• **Material to process**

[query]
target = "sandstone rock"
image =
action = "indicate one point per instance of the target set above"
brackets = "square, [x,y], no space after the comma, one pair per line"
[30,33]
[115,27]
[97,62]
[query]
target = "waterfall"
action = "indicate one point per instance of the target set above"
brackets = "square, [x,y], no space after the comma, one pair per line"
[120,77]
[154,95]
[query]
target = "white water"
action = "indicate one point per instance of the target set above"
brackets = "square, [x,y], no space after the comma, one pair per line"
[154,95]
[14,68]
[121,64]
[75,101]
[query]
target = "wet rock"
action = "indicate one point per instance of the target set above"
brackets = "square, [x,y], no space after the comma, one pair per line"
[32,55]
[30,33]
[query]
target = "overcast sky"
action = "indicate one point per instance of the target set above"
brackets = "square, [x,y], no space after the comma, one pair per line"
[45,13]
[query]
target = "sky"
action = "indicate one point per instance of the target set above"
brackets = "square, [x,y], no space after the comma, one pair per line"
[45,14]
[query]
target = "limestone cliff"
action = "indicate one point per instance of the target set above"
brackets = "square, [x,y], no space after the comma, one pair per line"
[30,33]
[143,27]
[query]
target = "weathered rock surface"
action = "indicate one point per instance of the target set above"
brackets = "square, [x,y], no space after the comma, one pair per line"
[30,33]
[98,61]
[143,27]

==

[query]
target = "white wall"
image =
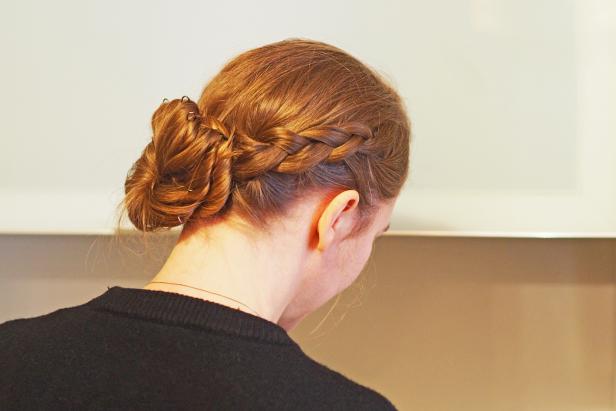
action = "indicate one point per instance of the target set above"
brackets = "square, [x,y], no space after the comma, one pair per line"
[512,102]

• **Work to complete**
Report how many lines in the rows above contain the string "rock" with matching case. Give only the number.

• **Task response**
3